Assigned task » From the entries below, reproduce exactly the line containing "Target: snow-covered field", the line containing "Might you point out the tree shadow", and every line in between, with nothing added.

=== Section Start ===

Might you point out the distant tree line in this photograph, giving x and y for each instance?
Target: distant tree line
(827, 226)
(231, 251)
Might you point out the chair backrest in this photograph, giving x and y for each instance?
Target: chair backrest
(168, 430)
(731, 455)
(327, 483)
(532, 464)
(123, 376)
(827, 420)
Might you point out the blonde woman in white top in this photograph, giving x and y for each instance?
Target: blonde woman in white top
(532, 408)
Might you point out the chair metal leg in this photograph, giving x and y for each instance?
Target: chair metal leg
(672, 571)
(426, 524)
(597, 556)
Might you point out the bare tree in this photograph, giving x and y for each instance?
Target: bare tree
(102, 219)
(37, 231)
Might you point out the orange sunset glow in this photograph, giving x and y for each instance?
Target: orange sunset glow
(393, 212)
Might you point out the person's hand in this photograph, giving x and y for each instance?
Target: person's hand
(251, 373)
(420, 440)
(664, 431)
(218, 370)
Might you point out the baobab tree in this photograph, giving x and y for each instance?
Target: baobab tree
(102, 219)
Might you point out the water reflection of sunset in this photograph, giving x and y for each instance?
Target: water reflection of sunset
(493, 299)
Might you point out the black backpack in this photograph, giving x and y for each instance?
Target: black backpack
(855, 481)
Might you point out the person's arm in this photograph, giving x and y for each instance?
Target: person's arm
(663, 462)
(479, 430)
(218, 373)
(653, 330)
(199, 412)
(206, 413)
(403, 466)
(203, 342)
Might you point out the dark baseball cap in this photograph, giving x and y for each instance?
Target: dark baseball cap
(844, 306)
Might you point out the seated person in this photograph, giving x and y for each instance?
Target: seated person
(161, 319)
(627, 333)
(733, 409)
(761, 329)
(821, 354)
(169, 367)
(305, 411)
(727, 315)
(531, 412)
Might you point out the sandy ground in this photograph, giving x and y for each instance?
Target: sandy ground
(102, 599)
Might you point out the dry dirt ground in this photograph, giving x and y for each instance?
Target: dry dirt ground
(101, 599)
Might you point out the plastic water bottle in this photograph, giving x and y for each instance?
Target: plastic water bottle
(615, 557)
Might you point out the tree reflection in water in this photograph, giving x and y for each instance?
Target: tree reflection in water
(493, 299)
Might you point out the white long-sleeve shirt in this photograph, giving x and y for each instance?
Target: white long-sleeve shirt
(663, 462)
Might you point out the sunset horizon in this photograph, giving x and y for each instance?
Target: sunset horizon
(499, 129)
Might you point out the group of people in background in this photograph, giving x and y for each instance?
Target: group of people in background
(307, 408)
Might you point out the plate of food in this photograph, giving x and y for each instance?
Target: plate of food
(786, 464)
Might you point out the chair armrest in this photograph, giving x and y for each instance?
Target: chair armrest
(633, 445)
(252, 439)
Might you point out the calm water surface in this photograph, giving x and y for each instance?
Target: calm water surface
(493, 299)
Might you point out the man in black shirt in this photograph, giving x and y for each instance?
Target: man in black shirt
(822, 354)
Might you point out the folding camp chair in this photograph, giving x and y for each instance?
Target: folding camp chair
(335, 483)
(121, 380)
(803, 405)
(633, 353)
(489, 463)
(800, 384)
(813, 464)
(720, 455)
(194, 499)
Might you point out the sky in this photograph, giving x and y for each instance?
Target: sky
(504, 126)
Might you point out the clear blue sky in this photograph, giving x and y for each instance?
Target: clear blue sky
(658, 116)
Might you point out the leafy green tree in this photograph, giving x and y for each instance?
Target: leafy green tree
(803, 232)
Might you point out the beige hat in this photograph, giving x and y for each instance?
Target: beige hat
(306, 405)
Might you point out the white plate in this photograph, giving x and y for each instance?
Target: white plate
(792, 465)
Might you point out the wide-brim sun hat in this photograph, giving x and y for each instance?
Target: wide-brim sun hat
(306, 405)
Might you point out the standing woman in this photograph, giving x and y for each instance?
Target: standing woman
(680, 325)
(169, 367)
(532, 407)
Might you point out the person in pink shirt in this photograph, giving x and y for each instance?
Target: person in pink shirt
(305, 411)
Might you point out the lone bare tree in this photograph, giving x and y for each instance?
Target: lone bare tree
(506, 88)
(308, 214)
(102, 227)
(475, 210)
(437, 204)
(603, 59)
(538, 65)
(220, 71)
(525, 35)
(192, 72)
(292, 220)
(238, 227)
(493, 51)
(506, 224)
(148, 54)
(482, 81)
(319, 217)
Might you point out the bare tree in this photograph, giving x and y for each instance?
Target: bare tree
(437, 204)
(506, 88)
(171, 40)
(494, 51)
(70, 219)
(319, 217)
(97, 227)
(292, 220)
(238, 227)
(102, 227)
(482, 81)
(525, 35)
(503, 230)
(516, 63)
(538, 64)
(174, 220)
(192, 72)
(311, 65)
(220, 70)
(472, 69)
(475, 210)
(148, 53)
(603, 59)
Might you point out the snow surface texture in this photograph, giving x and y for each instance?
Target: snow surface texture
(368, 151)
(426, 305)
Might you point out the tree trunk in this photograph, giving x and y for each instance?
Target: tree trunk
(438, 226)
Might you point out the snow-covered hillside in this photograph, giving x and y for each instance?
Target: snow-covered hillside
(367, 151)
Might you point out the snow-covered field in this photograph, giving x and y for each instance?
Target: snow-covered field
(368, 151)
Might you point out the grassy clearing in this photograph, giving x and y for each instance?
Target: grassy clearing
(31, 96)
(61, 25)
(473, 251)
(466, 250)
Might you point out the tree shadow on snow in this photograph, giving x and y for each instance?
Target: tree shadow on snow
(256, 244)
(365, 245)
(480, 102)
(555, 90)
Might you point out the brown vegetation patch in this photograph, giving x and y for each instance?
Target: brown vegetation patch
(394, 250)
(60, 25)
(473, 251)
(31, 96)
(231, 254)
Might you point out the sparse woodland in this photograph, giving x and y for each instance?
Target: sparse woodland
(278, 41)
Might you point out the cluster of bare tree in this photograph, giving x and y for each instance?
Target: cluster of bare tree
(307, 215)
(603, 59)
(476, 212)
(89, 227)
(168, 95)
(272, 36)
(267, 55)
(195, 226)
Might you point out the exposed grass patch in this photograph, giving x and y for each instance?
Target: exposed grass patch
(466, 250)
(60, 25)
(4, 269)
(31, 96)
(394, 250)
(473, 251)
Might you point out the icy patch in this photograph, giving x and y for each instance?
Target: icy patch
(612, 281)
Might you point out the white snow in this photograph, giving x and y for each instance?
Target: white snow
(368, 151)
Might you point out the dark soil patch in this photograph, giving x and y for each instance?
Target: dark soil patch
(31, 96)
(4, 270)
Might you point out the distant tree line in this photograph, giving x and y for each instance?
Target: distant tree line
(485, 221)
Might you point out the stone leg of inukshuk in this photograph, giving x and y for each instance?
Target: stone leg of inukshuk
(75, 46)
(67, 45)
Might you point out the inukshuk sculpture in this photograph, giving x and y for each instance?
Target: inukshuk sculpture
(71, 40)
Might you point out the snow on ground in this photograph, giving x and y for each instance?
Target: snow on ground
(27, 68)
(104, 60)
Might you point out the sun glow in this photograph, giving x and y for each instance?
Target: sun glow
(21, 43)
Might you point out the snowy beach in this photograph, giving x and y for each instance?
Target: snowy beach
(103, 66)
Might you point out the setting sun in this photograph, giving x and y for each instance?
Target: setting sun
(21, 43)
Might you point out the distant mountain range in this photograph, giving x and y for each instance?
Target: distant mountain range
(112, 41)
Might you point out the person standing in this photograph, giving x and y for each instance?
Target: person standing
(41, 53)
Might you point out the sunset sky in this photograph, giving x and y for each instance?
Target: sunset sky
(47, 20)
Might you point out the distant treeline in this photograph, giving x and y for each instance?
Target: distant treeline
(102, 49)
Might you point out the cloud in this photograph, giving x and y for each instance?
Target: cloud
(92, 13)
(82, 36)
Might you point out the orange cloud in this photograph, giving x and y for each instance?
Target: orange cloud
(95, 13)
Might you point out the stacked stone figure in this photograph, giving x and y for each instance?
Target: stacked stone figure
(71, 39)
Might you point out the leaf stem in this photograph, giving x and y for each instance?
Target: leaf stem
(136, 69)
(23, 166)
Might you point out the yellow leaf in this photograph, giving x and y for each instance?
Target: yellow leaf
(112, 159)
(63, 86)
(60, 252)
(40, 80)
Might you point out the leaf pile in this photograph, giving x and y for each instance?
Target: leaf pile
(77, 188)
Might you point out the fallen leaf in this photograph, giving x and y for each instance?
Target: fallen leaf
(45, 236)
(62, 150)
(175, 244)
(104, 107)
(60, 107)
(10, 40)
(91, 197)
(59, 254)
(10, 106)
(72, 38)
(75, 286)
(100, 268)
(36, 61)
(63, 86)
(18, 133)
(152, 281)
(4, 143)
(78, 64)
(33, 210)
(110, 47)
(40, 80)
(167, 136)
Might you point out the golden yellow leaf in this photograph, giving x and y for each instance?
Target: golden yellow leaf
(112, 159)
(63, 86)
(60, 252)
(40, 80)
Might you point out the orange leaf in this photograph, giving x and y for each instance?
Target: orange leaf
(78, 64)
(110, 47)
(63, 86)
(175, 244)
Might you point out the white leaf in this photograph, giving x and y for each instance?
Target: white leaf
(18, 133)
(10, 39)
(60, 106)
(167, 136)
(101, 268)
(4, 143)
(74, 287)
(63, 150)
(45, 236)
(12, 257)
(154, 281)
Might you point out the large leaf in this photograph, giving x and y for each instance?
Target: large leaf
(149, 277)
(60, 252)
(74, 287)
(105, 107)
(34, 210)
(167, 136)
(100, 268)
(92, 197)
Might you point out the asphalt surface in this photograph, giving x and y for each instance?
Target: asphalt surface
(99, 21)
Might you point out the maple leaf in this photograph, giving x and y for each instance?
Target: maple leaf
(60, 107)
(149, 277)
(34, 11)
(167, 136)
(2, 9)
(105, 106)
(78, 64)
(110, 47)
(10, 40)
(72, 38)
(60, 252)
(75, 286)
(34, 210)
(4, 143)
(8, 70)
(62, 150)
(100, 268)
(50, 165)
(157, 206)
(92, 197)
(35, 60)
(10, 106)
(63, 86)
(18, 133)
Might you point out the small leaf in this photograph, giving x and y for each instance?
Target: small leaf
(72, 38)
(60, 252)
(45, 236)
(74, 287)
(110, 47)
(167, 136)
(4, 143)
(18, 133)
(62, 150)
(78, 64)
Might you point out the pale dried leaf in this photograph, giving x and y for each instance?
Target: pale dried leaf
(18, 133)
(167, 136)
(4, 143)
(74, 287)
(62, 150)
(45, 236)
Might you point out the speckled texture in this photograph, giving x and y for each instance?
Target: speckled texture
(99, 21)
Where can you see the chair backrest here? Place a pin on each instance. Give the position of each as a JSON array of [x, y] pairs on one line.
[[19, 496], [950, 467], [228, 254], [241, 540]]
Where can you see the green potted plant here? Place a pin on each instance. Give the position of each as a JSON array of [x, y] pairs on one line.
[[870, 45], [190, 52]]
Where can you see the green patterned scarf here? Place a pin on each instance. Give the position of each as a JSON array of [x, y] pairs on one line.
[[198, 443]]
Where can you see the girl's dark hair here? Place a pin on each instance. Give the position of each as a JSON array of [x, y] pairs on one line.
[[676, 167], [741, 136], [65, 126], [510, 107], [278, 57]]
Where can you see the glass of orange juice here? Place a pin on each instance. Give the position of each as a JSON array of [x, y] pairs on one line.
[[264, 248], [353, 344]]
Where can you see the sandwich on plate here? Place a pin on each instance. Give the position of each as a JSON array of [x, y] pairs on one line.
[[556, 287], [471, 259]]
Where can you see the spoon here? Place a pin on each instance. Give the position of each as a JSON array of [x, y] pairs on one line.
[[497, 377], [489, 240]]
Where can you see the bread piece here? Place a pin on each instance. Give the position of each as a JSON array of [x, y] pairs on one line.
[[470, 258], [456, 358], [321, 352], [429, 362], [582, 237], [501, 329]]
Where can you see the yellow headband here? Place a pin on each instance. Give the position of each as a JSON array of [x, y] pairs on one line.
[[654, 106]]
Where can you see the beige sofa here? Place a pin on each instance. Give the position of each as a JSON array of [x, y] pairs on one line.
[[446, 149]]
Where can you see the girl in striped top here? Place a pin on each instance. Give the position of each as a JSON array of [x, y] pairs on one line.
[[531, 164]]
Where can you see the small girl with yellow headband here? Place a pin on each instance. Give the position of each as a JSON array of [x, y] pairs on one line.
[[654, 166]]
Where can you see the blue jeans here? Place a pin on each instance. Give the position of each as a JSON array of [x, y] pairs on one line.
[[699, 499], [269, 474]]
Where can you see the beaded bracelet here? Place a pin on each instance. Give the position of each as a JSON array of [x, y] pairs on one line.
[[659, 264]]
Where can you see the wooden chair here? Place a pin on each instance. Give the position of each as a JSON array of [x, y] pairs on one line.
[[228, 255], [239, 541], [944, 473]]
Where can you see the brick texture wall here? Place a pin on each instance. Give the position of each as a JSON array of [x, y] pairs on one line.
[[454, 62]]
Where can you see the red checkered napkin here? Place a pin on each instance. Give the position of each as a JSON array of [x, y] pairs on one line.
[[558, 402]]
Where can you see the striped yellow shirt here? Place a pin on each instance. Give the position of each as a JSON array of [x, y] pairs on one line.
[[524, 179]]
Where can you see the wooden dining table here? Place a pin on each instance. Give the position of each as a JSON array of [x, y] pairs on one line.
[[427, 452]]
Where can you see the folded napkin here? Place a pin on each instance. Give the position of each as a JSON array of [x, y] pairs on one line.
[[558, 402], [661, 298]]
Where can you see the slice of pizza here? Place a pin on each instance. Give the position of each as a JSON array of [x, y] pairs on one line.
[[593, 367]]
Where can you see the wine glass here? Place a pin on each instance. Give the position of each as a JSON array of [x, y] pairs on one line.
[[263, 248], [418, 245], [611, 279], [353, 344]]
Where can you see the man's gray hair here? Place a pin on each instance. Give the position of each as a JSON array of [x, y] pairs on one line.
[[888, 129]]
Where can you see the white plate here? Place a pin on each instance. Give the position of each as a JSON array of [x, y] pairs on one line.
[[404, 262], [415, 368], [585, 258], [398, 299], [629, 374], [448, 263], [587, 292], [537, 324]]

=== Section End ===

Solution for this problem »
Target: snow-covered field
(368, 151)
Might you point out the grassy clearing in this photograph, giving x and y for each instance?
Target: grassy clearing
(31, 96)
(61, 25)
(473, 251)
(466, 250)
Might you point out the tree shadow on snow in this photograph, giving x and y for each instance?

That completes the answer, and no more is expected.